EXERCISE REQUIREMENTS:
Which diseases does the passage on bioinformatics name as targets for more effective and less expensive treatments?

----- SOURCE PASSAGE -----

Despite the excitement generated by success of the Human Genome Project, there is growing recognition in the scientific community that sequencing the human genome alone will not provide all the answers to solving human disease - at least not in the foreseeable future.
In fact, if genomics is to result in the development of more effective and less expensive treatments for diseases ranging from cancer to AIDS, and Alzheimer's disease to arthritis, greater attention will have to be paid to "bioinformatics" - the information management systems used to analyse and decipher scientific data.
That's the view adopted by SAS Institute, the world's largest privately held software company, with SAS software being used at more than 38 000 business, government and university sites around the world, including SA.
SAS maintains that the traditional linear approach to drug discovery and development can no longer sustain the current demands of the drug development process, much less the future needs of personalised medicine promised by advances in genomics.
This has been recognised by pharmaceutical companies which are making substantial investments in bioinformatics.
According to Bruce Jones, sales support manager at SAS South Africa, bioinformatics includes technologies such as data warehousing and data mining which are already widely used in the commercial arena.
"Bioinformatics has not been a focus in SA because very little primary pharmaceutical research is carried out in this country. However, spending on bioinformatics globally topped the half-billion-dollar mark last year and - according to several leading research organisations (Frost & Sullivan, July2001; D&MD, March 2001; Scientific American, July 2000; IDC, 2002), will grow to between $2 billion to $10 billion by 2005. The Swiss bank UBS Warburg predicts the proportion of drug discovery dollars earmarked for bioinformatics will grow from 7% in 2000 to 17% in 2005," he says.

----- RECORD EXCERPTS -----

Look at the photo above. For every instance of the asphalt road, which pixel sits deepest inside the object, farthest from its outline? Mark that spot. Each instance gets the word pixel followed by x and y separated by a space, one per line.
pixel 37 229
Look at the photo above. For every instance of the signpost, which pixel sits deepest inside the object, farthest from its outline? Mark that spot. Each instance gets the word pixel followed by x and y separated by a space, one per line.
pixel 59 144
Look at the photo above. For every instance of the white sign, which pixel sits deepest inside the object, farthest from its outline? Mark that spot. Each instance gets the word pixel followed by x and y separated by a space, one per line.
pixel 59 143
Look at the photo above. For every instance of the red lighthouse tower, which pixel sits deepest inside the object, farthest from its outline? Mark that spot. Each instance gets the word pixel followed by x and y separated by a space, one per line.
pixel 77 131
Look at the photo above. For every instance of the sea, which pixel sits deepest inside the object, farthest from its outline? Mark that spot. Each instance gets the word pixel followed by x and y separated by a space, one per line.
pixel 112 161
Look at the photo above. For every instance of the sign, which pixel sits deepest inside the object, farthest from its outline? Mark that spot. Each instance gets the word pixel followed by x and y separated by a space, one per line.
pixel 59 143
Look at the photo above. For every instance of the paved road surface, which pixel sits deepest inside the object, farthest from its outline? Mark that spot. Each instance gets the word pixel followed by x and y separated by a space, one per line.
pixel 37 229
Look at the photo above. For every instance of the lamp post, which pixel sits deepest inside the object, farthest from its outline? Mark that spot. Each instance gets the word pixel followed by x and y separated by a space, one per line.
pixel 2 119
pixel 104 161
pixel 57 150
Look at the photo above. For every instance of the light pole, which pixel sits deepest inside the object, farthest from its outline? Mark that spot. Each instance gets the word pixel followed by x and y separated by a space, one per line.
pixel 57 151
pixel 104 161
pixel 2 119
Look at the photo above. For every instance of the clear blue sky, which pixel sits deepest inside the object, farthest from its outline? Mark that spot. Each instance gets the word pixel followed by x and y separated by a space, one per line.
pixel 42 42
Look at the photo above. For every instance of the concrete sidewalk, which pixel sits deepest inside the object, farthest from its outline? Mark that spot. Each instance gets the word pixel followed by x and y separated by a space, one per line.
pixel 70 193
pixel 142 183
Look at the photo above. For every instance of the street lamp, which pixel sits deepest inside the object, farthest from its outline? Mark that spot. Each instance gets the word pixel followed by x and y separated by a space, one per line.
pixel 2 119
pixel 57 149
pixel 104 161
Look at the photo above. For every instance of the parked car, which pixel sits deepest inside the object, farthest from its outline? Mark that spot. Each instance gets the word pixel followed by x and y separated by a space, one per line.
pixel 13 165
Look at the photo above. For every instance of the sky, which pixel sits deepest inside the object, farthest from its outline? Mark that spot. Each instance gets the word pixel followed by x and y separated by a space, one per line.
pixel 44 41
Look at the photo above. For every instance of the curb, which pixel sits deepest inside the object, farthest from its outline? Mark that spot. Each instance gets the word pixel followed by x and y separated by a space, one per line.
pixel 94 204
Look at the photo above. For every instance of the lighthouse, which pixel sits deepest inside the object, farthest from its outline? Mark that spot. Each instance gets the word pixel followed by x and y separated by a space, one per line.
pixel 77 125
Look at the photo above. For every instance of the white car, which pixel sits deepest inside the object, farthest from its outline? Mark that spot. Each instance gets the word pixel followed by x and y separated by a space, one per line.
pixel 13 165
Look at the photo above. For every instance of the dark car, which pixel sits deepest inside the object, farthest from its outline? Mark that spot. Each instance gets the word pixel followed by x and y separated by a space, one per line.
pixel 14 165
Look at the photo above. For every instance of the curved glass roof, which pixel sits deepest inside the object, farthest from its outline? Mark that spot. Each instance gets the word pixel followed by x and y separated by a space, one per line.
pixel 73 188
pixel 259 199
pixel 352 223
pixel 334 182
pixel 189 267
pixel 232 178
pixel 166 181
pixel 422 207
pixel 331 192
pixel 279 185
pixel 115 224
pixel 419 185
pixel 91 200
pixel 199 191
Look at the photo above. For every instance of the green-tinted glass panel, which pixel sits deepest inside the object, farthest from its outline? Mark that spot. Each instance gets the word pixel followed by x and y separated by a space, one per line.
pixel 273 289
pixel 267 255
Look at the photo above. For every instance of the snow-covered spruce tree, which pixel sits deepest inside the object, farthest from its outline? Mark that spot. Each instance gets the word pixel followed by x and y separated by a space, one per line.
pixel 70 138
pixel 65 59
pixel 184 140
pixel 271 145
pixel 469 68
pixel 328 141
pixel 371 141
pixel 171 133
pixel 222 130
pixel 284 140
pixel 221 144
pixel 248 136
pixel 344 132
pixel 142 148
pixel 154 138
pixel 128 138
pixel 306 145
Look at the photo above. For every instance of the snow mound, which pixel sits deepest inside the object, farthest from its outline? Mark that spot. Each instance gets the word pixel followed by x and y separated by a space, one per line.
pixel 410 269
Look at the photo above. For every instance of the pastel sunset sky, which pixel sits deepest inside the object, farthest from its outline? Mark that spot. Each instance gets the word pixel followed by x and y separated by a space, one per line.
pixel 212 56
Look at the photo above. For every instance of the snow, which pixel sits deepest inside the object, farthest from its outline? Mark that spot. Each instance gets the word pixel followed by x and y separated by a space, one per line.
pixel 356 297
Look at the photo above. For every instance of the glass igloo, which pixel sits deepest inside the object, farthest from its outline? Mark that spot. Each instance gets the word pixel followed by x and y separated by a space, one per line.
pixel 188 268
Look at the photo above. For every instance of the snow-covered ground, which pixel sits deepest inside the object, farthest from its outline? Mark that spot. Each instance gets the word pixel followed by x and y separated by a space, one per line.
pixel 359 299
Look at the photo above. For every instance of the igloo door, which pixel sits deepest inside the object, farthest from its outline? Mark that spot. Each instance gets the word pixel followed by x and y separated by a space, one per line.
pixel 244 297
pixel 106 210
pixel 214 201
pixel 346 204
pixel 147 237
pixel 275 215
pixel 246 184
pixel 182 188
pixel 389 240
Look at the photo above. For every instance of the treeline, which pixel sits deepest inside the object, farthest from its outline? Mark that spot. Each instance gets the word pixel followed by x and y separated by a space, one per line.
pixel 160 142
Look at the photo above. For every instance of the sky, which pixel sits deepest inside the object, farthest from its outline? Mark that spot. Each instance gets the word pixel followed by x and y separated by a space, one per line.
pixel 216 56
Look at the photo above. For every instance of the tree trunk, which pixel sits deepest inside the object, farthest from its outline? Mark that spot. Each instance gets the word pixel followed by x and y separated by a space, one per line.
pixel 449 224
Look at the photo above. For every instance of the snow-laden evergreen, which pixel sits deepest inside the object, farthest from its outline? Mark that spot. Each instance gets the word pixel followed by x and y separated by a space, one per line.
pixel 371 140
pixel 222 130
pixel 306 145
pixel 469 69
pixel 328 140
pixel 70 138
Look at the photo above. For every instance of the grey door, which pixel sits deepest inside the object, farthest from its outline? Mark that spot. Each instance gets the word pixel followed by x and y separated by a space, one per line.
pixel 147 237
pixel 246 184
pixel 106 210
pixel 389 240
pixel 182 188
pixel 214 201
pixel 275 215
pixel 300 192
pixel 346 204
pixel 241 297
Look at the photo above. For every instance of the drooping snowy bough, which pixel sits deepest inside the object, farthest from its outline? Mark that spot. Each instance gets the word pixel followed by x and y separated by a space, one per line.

-----

TASK RESULT:
Cancer, AIDS, Alzheimer's disease and arthritis.